_Requirements_
Please copy the records below without any change, from the first line through the line that contains "left=575, top=228, right=637, bottom=360", inclusive.

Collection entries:
- - -
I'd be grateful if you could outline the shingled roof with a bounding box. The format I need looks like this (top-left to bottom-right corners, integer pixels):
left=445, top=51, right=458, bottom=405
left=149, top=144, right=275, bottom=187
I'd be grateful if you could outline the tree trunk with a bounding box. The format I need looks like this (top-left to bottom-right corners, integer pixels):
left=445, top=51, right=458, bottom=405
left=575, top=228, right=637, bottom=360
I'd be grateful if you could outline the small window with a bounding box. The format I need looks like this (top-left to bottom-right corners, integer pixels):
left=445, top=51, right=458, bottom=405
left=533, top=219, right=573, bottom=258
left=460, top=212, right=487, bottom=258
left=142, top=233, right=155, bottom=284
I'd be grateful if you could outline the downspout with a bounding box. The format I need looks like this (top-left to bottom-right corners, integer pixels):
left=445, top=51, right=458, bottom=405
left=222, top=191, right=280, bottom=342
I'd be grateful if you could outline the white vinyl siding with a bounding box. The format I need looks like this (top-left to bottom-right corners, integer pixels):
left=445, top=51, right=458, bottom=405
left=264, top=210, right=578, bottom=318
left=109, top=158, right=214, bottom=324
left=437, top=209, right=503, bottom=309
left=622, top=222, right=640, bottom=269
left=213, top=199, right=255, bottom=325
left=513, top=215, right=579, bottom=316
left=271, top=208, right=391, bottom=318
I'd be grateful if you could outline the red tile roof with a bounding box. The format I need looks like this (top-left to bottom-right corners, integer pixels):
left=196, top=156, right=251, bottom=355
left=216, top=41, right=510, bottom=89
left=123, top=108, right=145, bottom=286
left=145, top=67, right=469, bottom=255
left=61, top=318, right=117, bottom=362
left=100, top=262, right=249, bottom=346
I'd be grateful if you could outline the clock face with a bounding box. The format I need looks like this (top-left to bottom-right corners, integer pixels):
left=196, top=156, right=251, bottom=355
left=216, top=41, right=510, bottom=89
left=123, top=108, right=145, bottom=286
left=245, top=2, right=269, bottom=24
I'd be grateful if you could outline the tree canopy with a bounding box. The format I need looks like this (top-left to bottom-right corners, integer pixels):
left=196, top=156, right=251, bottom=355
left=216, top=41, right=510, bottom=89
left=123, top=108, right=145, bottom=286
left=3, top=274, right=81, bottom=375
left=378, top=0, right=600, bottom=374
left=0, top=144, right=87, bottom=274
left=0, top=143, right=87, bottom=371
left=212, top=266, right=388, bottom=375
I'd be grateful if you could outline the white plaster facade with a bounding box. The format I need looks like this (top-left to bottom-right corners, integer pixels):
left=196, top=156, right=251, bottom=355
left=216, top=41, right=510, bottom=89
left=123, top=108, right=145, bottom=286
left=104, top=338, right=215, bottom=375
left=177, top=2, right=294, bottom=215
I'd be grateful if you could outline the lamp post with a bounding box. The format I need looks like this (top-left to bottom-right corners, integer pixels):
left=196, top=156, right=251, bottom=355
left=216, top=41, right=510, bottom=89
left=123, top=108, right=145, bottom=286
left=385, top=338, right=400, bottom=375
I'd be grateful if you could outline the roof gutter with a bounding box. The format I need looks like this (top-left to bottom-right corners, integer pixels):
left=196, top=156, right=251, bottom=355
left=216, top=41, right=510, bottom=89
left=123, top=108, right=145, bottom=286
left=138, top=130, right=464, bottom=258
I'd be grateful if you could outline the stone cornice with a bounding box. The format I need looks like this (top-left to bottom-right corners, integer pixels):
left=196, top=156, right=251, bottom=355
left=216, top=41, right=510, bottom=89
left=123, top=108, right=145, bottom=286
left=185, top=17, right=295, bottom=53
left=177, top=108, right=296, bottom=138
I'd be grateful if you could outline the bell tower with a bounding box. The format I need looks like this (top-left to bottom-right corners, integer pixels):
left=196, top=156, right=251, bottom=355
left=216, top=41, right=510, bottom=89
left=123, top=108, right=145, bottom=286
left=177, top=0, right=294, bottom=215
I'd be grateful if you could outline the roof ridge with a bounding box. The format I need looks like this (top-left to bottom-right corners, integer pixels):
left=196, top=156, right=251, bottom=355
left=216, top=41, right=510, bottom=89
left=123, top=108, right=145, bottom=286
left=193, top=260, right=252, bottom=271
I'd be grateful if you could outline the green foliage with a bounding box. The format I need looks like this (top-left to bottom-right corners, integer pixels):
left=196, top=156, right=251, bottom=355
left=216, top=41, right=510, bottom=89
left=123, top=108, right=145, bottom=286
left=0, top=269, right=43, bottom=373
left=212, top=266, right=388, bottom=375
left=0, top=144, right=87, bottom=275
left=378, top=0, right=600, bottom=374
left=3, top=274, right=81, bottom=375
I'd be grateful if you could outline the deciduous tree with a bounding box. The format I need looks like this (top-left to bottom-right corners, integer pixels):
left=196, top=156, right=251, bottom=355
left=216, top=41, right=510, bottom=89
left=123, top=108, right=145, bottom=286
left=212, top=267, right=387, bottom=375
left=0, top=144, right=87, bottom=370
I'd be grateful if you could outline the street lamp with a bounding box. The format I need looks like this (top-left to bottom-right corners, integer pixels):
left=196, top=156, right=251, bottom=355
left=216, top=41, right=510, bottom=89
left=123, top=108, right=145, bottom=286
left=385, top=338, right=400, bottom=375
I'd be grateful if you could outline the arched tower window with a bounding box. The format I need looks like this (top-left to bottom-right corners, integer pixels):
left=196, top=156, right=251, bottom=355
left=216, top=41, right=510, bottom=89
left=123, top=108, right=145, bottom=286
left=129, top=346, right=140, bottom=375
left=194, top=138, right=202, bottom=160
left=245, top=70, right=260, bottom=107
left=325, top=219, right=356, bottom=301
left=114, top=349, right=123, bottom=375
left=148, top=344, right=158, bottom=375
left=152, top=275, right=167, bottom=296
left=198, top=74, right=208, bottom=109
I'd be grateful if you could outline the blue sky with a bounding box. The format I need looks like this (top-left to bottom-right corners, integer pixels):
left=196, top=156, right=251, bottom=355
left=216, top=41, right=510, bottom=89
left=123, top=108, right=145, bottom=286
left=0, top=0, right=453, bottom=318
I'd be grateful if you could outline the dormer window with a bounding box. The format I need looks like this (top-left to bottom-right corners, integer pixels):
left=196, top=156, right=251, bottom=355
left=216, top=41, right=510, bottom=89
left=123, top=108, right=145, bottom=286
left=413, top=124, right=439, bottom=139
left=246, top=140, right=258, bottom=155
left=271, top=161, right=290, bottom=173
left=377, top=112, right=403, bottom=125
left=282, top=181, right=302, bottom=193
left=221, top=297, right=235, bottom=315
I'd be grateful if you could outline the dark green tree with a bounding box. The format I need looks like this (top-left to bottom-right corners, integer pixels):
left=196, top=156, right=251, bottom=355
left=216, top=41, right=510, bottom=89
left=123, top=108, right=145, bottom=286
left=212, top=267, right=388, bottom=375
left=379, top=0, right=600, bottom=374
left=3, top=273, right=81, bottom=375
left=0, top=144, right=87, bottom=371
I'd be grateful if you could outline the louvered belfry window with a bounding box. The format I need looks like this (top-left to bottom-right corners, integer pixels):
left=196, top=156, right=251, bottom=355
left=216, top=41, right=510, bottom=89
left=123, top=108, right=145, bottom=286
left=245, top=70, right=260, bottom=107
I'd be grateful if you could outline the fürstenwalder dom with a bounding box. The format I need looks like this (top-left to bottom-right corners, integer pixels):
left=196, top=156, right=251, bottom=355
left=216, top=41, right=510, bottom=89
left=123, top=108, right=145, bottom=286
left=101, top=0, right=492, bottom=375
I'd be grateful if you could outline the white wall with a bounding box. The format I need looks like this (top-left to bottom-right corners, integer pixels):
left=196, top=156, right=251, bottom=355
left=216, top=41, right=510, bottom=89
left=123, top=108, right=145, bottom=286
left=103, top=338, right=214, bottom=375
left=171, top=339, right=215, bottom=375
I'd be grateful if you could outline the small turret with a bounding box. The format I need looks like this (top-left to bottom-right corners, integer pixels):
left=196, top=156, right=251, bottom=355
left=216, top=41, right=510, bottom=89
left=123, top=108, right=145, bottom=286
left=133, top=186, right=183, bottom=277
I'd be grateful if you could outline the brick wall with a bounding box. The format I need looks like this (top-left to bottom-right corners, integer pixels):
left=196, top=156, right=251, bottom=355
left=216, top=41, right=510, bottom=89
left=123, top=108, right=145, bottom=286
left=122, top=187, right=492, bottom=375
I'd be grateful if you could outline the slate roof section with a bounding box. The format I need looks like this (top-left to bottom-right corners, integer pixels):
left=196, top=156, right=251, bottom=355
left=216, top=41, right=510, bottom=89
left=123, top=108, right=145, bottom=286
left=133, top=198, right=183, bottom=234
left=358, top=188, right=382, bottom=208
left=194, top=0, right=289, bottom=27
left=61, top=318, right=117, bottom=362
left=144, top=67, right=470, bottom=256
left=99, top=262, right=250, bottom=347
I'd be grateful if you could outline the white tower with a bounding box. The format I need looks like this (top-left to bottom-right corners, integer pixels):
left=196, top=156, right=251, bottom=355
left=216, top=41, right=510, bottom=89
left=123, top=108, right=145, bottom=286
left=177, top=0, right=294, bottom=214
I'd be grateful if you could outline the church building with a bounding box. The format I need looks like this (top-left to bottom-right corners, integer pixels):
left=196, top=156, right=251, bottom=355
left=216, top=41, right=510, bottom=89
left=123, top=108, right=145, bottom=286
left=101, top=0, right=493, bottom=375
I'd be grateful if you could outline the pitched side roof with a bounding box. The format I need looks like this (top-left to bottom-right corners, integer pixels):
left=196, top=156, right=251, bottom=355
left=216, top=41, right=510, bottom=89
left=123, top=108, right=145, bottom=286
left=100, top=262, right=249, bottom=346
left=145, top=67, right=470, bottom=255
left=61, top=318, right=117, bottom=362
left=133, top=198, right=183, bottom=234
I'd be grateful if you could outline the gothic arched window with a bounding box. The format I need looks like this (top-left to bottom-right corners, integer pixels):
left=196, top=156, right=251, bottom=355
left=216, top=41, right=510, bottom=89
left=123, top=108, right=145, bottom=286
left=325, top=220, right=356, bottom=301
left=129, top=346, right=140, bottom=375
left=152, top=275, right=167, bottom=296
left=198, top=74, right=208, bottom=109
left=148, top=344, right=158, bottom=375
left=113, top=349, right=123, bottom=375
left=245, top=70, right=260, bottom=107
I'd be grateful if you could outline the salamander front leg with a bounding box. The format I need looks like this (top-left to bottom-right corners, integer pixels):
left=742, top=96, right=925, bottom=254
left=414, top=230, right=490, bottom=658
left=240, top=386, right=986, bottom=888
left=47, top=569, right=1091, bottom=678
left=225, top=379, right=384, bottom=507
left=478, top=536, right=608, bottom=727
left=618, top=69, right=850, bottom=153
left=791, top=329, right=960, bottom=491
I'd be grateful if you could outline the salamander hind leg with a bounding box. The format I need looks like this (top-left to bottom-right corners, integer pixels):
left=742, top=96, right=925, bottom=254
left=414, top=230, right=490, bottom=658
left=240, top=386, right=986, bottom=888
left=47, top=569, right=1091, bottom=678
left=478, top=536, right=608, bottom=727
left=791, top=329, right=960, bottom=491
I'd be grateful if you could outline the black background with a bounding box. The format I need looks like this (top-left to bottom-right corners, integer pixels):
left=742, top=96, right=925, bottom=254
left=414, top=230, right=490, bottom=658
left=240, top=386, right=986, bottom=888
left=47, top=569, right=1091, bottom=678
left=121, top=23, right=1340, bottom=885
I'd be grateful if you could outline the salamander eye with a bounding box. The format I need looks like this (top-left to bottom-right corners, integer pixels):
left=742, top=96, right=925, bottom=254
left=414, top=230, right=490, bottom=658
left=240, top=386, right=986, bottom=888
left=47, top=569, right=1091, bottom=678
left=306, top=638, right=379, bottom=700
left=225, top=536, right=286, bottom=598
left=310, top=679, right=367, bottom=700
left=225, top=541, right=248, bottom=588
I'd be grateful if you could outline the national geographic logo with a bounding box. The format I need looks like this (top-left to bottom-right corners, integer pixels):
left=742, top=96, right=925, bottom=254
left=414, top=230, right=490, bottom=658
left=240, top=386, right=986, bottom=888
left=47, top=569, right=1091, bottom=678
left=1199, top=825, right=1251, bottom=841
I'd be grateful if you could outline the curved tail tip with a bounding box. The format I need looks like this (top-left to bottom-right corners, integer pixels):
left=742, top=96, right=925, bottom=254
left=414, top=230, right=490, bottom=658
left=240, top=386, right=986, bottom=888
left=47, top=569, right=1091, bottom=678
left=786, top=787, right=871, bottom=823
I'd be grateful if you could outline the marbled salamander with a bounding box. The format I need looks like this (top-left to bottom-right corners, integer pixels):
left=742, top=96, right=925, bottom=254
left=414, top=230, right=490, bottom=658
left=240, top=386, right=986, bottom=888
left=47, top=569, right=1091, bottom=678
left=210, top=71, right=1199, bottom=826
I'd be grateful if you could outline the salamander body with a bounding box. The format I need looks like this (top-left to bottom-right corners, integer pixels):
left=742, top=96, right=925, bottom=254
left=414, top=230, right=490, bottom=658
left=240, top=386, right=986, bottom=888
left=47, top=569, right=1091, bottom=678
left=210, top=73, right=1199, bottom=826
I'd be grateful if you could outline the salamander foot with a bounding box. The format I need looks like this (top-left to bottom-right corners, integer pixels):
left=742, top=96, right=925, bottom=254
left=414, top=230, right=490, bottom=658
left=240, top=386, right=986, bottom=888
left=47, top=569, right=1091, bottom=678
- - -
_Solution to this problem_
I'd be grateful if you could outline the shingled roof with a bounding box. The format I need looks like this (top-left to bottom-right corners, integer pixels):
left=445, top=51, right=458, bottom=405
left=149, top=144, right=275, bottom=187
I'd be grateful if you could outline the tree trunk with a bounding box. The format I need looks like this (top-left to bottom-right corners, integer pixels):
left=445, top=51, right=458, bottom=405
left=575, top=228, right=637, bottom=360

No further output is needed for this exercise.